Problem to work on — Rewrite the entries from the line with "Could you please tag every instance of the tree bark" to the line with "(1149, 421)", changing "Coords" to "Points" and leaving everything else as it is.

Material to process —
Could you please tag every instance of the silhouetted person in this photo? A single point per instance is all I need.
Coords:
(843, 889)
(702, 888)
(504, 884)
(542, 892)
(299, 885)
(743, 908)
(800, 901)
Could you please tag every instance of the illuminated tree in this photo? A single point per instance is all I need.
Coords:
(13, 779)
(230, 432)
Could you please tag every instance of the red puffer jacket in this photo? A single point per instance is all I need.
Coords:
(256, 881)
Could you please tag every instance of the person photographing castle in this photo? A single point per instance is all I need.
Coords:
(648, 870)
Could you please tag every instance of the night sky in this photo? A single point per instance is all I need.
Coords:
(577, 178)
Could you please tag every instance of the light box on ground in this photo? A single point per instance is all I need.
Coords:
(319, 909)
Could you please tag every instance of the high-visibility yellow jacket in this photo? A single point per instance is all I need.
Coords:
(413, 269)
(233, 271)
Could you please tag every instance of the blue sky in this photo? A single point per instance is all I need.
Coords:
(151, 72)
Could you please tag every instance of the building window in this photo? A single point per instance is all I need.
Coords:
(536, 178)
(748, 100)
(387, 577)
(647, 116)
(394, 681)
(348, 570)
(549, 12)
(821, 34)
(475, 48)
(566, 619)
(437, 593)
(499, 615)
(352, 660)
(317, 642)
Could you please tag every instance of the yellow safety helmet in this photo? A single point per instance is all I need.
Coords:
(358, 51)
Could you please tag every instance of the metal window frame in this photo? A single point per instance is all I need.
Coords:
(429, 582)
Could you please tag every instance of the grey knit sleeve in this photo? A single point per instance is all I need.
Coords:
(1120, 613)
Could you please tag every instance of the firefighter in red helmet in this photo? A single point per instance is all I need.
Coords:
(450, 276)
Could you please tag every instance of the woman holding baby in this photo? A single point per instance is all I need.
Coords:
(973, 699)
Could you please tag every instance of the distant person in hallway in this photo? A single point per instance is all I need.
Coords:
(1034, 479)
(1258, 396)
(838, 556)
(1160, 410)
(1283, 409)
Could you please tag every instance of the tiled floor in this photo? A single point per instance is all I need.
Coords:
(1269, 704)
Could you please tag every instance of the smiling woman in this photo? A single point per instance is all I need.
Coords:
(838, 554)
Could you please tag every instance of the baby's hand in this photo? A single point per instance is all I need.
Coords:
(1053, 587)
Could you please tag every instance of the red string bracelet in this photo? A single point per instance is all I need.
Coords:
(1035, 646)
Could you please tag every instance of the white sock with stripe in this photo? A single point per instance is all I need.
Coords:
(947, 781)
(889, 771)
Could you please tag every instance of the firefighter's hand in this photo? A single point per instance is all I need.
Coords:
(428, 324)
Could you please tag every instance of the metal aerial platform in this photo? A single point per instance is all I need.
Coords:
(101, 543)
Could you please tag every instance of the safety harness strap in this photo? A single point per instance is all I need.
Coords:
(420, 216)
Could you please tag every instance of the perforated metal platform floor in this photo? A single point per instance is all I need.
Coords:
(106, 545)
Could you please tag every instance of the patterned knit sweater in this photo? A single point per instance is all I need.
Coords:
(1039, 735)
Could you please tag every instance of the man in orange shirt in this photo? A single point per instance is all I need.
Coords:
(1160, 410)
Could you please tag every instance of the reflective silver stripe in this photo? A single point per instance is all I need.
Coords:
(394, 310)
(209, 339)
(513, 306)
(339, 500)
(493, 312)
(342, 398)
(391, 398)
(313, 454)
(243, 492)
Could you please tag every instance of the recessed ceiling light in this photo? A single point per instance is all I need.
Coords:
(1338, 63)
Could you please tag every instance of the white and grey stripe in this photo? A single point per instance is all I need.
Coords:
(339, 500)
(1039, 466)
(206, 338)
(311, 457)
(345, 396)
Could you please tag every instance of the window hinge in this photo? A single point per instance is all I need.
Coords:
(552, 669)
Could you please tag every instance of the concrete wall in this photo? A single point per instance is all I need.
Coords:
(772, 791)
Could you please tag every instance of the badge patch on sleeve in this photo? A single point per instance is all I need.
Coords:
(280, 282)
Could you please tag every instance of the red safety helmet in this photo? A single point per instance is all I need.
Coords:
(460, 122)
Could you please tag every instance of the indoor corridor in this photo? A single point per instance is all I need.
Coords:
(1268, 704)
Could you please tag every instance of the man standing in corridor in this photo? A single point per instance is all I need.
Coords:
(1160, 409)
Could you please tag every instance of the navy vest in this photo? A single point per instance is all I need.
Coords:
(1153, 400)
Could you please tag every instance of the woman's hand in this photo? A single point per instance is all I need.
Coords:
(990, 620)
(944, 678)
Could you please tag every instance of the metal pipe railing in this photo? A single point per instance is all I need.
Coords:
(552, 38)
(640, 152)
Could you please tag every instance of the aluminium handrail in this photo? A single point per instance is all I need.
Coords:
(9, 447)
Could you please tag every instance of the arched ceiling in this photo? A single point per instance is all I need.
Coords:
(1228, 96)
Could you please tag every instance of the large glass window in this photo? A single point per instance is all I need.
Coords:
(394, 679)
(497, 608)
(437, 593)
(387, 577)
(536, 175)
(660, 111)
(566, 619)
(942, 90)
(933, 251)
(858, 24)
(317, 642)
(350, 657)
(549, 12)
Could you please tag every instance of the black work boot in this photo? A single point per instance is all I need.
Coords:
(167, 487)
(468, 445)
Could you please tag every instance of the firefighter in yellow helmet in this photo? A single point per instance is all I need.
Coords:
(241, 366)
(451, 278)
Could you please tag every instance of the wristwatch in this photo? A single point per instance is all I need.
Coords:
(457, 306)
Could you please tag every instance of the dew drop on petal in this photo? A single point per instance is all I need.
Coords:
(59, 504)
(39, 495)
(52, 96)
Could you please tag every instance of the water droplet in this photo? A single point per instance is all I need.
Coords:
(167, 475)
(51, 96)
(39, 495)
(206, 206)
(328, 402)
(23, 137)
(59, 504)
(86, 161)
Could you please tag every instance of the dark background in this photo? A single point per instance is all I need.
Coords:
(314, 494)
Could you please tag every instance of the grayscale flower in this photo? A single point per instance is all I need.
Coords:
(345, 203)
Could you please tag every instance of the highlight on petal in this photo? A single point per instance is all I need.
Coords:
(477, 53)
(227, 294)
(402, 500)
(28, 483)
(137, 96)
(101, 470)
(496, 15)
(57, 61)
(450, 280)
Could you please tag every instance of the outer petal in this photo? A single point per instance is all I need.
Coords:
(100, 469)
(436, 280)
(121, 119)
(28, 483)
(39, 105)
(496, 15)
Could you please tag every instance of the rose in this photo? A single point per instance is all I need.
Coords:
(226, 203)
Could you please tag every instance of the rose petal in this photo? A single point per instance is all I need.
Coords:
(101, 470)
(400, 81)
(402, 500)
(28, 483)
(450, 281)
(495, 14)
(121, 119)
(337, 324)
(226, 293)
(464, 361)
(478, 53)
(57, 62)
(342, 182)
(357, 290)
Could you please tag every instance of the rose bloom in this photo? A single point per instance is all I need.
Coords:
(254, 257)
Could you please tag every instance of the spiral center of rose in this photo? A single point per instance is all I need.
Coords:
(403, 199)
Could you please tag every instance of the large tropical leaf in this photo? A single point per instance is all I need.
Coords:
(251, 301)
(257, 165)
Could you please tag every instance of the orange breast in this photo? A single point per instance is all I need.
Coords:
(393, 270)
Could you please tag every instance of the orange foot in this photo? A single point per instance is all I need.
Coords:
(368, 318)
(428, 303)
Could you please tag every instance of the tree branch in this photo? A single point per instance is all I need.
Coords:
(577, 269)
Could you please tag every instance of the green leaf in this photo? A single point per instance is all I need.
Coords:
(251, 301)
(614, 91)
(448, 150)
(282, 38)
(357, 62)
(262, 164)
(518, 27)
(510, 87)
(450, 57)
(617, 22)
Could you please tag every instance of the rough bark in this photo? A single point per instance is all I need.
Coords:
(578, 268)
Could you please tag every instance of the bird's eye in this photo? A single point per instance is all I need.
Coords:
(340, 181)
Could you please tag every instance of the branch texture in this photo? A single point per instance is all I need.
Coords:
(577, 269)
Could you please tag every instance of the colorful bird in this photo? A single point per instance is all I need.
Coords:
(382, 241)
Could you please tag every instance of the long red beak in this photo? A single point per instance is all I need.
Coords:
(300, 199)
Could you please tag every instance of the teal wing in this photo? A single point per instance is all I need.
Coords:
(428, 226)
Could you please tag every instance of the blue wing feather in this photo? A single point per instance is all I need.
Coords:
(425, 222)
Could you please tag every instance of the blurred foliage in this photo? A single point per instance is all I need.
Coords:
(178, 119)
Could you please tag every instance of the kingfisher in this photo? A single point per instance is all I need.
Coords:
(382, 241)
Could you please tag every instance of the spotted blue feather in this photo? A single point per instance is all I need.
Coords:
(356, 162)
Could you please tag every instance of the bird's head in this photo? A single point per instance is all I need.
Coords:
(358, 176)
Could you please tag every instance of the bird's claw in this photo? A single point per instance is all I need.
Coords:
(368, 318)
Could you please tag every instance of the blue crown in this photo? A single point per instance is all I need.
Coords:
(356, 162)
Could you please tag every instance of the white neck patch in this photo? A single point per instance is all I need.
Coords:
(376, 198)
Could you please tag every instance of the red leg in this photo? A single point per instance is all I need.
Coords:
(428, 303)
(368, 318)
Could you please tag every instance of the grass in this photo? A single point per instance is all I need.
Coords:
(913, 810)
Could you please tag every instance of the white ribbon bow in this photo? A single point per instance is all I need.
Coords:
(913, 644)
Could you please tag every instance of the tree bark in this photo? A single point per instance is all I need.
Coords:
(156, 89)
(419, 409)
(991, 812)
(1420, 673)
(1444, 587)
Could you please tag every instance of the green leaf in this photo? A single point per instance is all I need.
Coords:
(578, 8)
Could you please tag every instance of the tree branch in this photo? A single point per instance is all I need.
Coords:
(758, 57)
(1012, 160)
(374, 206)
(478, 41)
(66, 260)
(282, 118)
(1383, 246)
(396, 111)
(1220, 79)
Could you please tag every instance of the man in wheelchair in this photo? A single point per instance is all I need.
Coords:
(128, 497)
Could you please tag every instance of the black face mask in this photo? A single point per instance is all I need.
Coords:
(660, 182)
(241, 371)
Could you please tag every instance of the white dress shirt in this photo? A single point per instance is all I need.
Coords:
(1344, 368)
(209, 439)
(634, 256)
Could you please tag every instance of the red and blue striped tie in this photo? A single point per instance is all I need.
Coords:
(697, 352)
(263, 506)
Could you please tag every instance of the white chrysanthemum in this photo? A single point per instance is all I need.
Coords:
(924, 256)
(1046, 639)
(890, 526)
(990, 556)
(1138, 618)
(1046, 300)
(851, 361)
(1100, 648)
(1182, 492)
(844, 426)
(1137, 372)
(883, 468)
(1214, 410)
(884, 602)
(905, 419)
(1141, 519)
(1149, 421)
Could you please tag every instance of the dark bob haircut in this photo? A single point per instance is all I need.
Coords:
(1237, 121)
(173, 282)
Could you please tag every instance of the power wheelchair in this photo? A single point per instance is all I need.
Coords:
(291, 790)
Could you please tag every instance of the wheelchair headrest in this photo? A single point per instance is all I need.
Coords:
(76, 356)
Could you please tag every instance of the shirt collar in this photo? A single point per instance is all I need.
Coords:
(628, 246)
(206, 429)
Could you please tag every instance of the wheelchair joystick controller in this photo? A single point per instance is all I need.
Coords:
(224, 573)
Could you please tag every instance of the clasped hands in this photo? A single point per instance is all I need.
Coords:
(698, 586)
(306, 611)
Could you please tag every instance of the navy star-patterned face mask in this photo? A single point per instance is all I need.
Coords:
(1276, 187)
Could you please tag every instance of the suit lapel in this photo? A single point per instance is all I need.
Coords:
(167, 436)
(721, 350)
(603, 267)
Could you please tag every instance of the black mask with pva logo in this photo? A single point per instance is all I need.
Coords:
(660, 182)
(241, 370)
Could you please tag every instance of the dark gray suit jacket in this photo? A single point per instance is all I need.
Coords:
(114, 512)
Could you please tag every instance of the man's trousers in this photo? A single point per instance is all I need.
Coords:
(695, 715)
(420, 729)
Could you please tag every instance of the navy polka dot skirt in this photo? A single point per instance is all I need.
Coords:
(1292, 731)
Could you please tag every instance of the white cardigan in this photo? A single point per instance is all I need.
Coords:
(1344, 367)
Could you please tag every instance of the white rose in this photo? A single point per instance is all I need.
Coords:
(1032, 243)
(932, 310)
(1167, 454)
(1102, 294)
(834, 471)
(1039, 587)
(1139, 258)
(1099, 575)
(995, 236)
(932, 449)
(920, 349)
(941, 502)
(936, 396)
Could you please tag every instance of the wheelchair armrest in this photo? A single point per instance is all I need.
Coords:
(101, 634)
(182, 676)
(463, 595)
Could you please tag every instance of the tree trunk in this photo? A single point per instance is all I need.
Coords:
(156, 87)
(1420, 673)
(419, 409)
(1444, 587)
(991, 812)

Task output —
Could you please tag every instance of the tree bark in this photo? A single point per instance is all I need.
Points:
(156, 89)
(419, 409)
(991, 812)
(1420, 673)
(1444, 587)
Could you please tag every instance of the green leaf in this photo? A single point per instance is all I need.
Points:
(578, 8)
Could you please tag every instance of the tree branch in this photo? A single point per instance is all I need.
Points:
(758, 57)
(1012, 160)
(374, 206)
(478, 41)
(66, 260)
(282, 118)
(1383, 246)
(396, 111)
(1220, 79)
Could you please tag every instance of the man in wheelchair in this photo? A single point per instance is all I need.
Points:
(128, 497)
Could you please tag every instance of the black face mask in this photo? A single point per instance is all I need.
Points:
(660, 182)
(241, 371)
Could you please tag every instance of the white dress shirt in this photo? A single point per instance is all I need.
Points:
(1344, 368)
(209, 439)
(634, 256)
Could you please tag every instance of the red and blue striped tie in this photo? A single point per instance is all I need.
Points:
(697, 352)
(263, 506)
Could you please tag every instance of the white chrysanthemum in this photo? A single point per instance is all I need.
Points:
(924, 256)
(1046, 639)
(890, 526)
(990, 556)
(1138, 618)
(1046, 300)
(851, 361)
(1100, 648)
(1182, 492)
(844, 426)
(1137, 372)
(883, 468)
(1214, 410)
(884, 602)
(905, 419)
(1141, 519)
(1149, 421)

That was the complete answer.